**Exercício breve 1:** Reescreva os registros a partir da linha que contém "Locate the tree reflection" e seguindo até o fim dos registros, incluindo os pedidos. Multiplique por 2,35 cada coordenada das respostas e arredonde para números inteiros, com metades para cima.

===== Trecho do texto =====

Não nos sentimos responsáveis ao participar de uma humilhação, ainda que tenha efeitos irreparáveis na vida do outro.

Jon Ronson Escritor

Às vezes não se trata de um pequeno deslize. Pode ser uma grande burrada. Aconteceu com Justine Sacco, relações-públicas norte-americana que teve a infelicidade de tuitar, antes de viajar para a Cidade do Cabo: “Indo para a África. Espero não pegar AIDS. Brincadeira. Eu sou branca!”. Mesmo tendo apenas 170 seguidores, sua mensagem no Twitter de alguma forma vazou. No tempo de onze horas que passou no avião, incomunicável, Justine foi massacrada em cem mil tuítes que a taxaram de racista e até a ameaçaram de morte. Ela pisou na bola? Sim. Ela é um monstro, que merecia ter a vida destruída? Certamente não.

Essa é uma das histórias relatadas em “So You’ve Been Publicly Shamed”, livro em que Jon Ronson mostra como as consequências dos linchamentos virtuais não raro são desproporcionais em relação à transgressão, ainda que iniciados com boas intenções, como a de mudar um comportamento racista.

“Pessoas decentes, inteligentes reconhecem quem é o vilão quando um misógino ataca uma escritora feminista”, compara o jornalista britânico. “Mas foram pessoas decentes, inteligentes que destruíram Justine.”

Assim como um floco de neve não parece responsável pela avalanche, ele escreve, “nós não nos sentimos responsáveis ao participar de uma humilhação”, ainda que tenha efeitos irreparáveis na vida do outro.

===== Material fornecido =====

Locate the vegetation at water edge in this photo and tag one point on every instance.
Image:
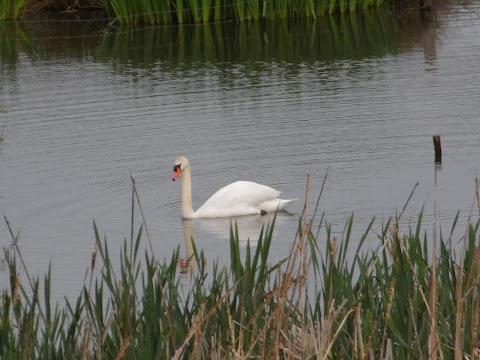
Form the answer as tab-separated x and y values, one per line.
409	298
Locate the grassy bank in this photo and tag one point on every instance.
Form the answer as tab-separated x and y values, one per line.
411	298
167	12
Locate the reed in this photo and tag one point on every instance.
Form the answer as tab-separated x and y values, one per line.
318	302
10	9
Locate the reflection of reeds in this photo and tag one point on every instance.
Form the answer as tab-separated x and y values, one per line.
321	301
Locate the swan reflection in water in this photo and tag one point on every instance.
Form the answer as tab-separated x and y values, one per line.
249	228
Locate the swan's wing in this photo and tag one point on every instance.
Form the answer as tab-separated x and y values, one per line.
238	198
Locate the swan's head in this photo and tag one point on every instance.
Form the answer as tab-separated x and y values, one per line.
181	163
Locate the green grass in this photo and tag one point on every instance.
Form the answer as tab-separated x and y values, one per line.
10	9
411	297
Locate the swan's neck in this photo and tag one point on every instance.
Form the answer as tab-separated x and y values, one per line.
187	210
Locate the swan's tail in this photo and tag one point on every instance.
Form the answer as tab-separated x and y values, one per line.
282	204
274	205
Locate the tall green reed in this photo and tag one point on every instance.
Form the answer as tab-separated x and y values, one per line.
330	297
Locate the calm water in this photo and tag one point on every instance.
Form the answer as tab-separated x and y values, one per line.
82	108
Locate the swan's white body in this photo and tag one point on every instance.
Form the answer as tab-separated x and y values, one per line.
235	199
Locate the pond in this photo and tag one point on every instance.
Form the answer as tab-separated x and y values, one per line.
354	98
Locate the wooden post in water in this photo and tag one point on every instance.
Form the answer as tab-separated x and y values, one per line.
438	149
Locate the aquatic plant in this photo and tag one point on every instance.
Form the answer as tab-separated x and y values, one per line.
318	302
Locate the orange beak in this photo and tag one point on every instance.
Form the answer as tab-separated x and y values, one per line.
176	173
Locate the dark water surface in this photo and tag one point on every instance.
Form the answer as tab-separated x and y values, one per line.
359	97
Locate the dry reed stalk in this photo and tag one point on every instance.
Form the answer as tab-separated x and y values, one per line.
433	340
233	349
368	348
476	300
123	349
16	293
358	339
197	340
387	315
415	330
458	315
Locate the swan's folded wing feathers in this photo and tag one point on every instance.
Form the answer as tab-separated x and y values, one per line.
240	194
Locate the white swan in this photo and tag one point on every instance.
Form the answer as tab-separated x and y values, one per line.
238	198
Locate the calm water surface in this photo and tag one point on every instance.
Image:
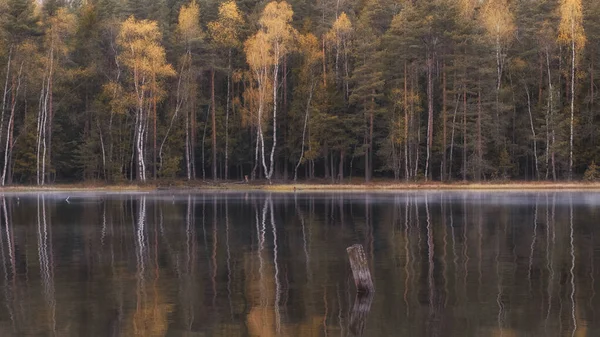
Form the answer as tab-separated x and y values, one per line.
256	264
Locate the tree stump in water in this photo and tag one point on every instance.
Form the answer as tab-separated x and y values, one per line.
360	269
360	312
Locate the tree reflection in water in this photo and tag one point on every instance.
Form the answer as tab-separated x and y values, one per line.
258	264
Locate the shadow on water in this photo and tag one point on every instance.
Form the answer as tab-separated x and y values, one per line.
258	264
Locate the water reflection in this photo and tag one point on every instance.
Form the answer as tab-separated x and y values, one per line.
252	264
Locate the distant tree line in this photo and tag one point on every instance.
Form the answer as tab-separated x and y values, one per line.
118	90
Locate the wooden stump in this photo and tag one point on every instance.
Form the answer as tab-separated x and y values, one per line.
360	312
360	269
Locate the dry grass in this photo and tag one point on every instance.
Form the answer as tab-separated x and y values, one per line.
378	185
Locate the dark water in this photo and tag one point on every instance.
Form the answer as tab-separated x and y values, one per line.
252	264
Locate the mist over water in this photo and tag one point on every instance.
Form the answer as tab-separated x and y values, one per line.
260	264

=====

**Exercício breve 2:** Reproduza fielmente o trecho do texto sobre humilhação pública que começa em "Às vezes não" e segue até "um comportamento racista.".

**Resposta correta 1:**
Locate the tree reflection in water in this photo and tag one point on every instance.
Form the answer as tab-separated x and y values, one per line.
606	620
Locate the shadow on water in this photo and tag one point on every instance.
Form the answer as tab-separated x and y values, one per line.
606	620
Locate the water reflection in this photo and tag one point on every instance.
Form the answer as tab-separated x and y values, one per line.
592	620
Locate the distant tree line in this photo and tag one point on every instance.
Form the answer as tab-separated x and y values, one per line.
277	212
Locate the wooden stump in this photo and tag one point on every instance.
Form the answer as tab-separated x and y values, one per line.
846	733
846	632
Locate the dry grass in this photo and tag one point on every instance.
Form the answer as tab-separated x and y values, one per line.
888	435
Locate the dark water in this photo and tag one point on every instance.
Form the answer as tab-separated x and y values, one per line.
592	620
Locate the mist over water in this photo and tag one point on every instance.
Form the answer as tab-separated x and y values, one per line.
611	620

**Resposta correta 2:**
Às vezes não se trata de um pequeno deslize. Pode ser uma grande burrada. Aconteceu com Justine Sacco, relações-públicas norte-americana que teve a infelicidade de tuitar, antes de viajar para a Cidade do Cabo: “Indo para a África. Espero não pegar AIDS. Brincadeira. Eu sou branca!”. Mesmo tendo apenas 170 seguidores, sua mensagem no Twitter de alguma forma vazou. No tempo de onze horas que passou no avião, incomunicável, Justine foi massacrada em cem mil tuítes que a taxaram de racista e até a ameaçaram de morte. Ela pisou na bola? Sim. Ela é um monstro, que merecia ter a vida destruída? Certamente não.

Essa é uma das histórias relatadas em “So You’ve Been Publicly Shamed”, livro em que Jon Ronson mostra como as consequências dos linchamentos virtuais não raro são desproporcionais em relação à transgressão, ainda que iniciados com boas intenções, como a de mudar um comportamento racista.